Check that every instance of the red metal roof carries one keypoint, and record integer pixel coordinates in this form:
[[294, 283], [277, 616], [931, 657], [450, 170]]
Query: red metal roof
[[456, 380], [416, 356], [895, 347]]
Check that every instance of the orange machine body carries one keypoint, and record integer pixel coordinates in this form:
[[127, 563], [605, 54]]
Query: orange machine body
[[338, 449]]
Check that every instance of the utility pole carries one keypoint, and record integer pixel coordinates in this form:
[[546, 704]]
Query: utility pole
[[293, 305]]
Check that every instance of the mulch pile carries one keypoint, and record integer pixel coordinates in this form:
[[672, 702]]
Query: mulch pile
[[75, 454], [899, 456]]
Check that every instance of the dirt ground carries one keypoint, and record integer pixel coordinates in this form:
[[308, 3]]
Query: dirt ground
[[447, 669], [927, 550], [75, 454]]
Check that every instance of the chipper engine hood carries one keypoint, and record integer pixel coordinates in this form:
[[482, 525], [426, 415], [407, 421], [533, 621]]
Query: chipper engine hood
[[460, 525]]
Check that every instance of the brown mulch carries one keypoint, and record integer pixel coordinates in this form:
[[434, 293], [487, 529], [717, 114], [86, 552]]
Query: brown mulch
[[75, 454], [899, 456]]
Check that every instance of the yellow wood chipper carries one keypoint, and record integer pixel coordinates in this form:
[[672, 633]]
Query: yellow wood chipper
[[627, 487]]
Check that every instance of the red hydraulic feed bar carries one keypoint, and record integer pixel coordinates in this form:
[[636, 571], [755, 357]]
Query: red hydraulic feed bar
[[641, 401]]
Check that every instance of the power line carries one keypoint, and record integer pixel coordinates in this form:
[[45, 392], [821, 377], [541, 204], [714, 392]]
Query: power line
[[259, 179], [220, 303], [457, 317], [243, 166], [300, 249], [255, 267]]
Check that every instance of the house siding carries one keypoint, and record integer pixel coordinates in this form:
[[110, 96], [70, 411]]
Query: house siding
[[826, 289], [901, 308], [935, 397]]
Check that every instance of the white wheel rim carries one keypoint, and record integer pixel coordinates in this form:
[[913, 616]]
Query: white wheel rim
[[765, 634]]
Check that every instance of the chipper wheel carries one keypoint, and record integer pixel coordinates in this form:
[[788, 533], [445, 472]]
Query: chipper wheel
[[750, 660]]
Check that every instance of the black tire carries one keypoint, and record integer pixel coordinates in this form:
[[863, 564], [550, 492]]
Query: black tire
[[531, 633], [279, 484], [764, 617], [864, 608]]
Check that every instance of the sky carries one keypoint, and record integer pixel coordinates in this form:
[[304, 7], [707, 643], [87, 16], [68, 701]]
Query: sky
------------
[DIRECTIVE]
Rewrite everything from the line containing "Check that every instance of the black" down to the line containing "[[531, 633], [279, 484], [764, 617], [864, 608]]", replacing "black tire" with "rubber tire" and leaving all else unchanged. Give only those lines.

[TASK RESPONSE]
Check that every instance of the rubber tire carries one keypoint, and record integer pixel coordinates in this form:
[[863, 564], [550, 492]]
Query: rubber tire
[[531, 633], [279, 484], [764, 617], [864, 608]]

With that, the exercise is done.